[Selection]
· · · · ·

Richard Carter was a monk with the Melanesian Brotherhood in the Solomon Islands, a simple ordered life where he encountered God. Then he answered a call to serve a congregation in the heart of London, St. Martin-in-the-Fields. After a time, he lost a sense of the nearness of God amid the busyness of parish life. After a discernment retreat in Dorset, his conclusion was not to return to the monastic life but that God was saying “the city is your monastery.” So he returned to St. Martin’s with this conviction:

“I needed to discover the simple disciplines that can enable a community to grow: an obedience, a listening, a life-giving rule of life. I discerned that the way forward was to write down a ‘rule of life’ for a community living in the midst of the city. This was the community, at that stage yet to be formed, which now has become known as the Nazareth Community.”

RICHARD CARTER, P. XXV.

· · · · ·

[Given exercise 1] Render the records as a Markdown table with the columns Number and Record line. Start at the first line of the records and go through the line with "pixel 272 358", skipping blank lines and leaving out the pictures.
The passage and the records that follow it come from separate sources.

[Point annotation dataset records]
· · · · ·

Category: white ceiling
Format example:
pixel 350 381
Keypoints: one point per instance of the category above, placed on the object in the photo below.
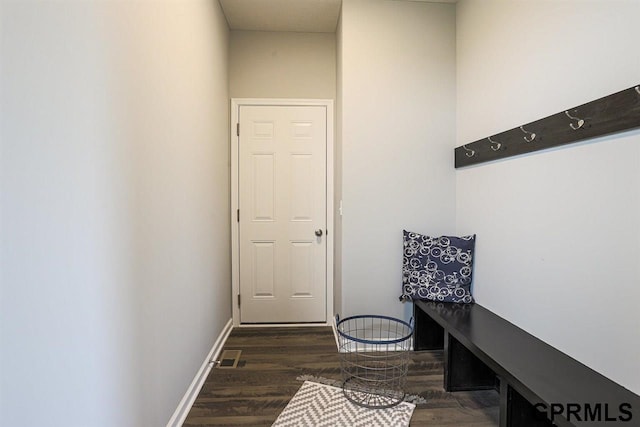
pixel 306 16
pixel 311 16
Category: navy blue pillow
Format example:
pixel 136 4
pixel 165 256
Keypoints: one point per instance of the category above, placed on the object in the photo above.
pixel 437 268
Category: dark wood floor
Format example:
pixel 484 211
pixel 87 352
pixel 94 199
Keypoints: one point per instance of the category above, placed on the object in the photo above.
pixel 272 358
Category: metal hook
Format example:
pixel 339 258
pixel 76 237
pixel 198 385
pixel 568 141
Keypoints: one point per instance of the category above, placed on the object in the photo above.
pixel 576 126
pixel 530 136
pixel 469 153
pixel 494 148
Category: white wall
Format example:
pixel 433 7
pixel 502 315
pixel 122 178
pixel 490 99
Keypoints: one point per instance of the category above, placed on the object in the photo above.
pixel 398 130
pixel 115 270
pixel 558 245
pixel 282 65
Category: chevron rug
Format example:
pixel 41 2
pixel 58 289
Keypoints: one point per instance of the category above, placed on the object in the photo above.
pixel 321 405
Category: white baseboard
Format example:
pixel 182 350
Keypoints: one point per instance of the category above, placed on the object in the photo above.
pixel 196 385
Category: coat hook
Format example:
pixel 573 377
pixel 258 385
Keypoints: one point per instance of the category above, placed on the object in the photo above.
pixel 530 136
pixel 469 153
pixel 494 147
pixel 575 126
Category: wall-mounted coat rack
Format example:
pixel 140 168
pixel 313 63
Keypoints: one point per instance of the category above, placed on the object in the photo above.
pixel 614 113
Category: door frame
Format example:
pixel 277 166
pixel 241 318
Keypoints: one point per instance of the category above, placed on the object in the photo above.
pixel 236 103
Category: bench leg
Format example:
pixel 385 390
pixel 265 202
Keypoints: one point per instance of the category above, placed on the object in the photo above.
pixel 463 370
pixel 516 411
pixel 427 333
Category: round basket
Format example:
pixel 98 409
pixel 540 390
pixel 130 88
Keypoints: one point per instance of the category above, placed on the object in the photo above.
pixel 374 359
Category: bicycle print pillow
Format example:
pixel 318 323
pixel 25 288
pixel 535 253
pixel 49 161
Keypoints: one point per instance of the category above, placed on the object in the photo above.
pixel 437 268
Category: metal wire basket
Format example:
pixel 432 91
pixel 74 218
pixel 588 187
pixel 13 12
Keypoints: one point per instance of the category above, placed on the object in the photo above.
pixel 374 359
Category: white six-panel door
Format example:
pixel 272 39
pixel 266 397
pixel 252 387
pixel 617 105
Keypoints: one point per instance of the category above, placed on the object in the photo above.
pixel 282 195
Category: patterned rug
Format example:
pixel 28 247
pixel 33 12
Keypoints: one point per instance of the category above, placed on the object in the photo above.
pixel 321 405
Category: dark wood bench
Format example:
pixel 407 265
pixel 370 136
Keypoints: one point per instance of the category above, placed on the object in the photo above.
pixel 538 385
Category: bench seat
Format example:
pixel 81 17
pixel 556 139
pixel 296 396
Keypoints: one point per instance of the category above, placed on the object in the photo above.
pixel 538 384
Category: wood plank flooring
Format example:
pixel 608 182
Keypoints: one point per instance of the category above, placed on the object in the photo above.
pixel 257 391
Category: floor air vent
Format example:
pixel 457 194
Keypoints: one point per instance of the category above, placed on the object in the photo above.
pixel 229 359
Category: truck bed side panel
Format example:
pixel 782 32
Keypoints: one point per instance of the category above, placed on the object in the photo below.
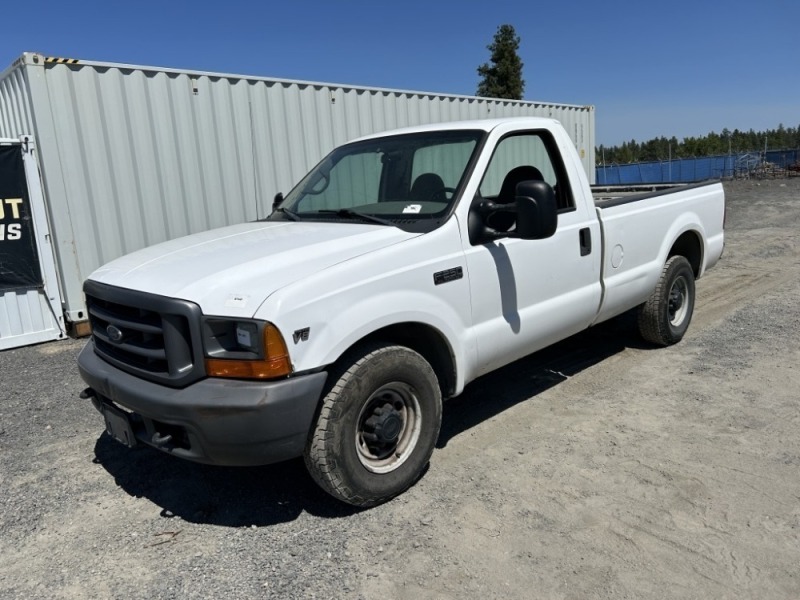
pixel 638 237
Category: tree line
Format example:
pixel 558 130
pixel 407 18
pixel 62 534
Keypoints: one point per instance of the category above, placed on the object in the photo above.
pixel 713 144
pixel 501 77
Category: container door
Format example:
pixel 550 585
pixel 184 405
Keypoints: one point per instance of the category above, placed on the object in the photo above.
pixel 30 302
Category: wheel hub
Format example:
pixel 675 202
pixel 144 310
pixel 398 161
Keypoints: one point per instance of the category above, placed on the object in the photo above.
pixel 383 427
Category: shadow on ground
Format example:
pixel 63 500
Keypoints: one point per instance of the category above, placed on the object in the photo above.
pixel 244 496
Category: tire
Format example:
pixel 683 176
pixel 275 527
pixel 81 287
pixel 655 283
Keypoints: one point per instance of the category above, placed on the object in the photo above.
pixel 377 426
pixel 665 317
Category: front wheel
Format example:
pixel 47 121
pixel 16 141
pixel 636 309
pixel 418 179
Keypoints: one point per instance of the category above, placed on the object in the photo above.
pixel 377 426
pixel 665 317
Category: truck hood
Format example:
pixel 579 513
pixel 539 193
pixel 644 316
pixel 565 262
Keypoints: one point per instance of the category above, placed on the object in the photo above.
pixel 233 270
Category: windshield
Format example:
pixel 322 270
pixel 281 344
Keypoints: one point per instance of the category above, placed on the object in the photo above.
pixel 399 180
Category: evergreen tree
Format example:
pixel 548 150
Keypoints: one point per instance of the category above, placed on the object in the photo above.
pixel 503 77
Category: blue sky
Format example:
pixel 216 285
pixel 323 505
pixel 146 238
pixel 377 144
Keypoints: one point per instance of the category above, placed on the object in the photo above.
pixel 650 68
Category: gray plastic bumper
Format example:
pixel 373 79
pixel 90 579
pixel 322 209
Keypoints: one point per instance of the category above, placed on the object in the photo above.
pixel 215 421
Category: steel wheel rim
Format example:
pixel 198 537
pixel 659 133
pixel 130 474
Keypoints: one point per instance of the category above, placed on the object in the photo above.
pixel 678 301
pixel 387 452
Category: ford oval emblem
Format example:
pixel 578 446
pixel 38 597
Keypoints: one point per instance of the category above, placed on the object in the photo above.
pixel 114 333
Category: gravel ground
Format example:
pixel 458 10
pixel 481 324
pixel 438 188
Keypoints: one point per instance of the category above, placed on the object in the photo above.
pixel 598 468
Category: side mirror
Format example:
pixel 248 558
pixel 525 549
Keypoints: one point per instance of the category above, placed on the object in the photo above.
pixel 537 213
pixel 276 202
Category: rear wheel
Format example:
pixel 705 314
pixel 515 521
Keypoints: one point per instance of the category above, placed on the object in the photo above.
pixel 665 317
pixel 377 426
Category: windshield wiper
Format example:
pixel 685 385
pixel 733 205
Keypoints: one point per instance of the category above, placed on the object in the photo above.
pixel 353 214
pixel 292 215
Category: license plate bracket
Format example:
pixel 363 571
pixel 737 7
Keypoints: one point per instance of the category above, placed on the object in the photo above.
pixel 118 425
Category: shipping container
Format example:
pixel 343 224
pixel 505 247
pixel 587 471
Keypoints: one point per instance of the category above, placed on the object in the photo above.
pixel 135 155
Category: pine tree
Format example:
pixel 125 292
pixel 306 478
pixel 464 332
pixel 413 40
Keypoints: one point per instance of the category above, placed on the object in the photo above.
pixel 503 77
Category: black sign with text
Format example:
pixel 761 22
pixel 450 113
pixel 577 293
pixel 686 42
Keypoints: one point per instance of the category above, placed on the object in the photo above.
pixel 19 260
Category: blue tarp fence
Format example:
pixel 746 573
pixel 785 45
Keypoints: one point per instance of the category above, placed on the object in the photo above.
pixel 687 170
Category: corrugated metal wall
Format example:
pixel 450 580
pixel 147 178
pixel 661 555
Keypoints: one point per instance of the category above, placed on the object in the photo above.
pixel 133 155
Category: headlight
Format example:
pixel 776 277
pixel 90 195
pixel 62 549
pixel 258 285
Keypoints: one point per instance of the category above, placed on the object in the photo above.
pixel 244 349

· · · · ·

[Given exercise 2] Extend the passage about Richard Carter and his rule of life for a city community, starting after its last sentence.

[Exercise result 1]
| Number | Record line |
|---|---|
| 1 | Category: white ceiling |
| 2 | Format example: |
| 3 | pixel 350 381 |
| 4 | Keypoints: one point per instance of the category above, placed on the object in the photo below. |
| 5 | pixel 306 16 |
| 6 | pixel 311 16 |
| 7 | Category: navy blue pillow |
| 8 | Format example: |
| 9 | pixel 136 4 |
| 10 | pixel 165 256 |
| 11 | Keypoints: one point per instance of the category above, placed on the object in the photo above. |
| 12 | pixel 437 268 |
| 13 | Category: dark wood floor |
| 14 | Format example: |
| 15 | pixel 484 211 |
| 16 | pixel 87 352 |
| 17 | pixel 94 199 |
| 18 | Keypoints: one point per instance of the category above, placed on the object in the photo above. |
| 19 | pixel 272 358 |

[Exercise result 2]
This book is about the creation of that rule, the formation of that community, and the life that followed. Carter organizes the book around the rule which has these seven elements:

With silence — to behold
With service — to accept
With sacrament — to gather
With scripture — to ihspire
With sharing — to enrich
With sabbath — to restore
Staying with — to live

The community began with forty-eight members with more to follow. Each is given a cross from made from timber from a wrecked boat on the island of Lampedusa, and becomes a part through a liturgy of commitment.

The book takes each of the elements of rule and devotes a chapter, not so much a description of “how to” as a narrative of the rule in jlife, written both in free verse and prose and black and white illustrations. We learn about the members of this community including the homeless who sleep on the church steps and the realities of sharing when an all-season sleeping bag bought for camping becomes the sleeping roll of a homeless man.

Here is an example of one of the poems, from the chapter on silence that I particularly liked:

Into the silent world

Into the space beyond the clutter
Into the depths of your heart
As though lowering a bucket to draw fresh water
Like the discovery of the well crystal-clear below the ground
Or becoming the wellspring.

Or like oxygen in the blood of your body
This life flowing through your limbs
Like walking into to a shower of light
The warmth replenishing you through the pores of your skin
Like being unwound
Like being healed
Like being loved
At the very centre of your existence.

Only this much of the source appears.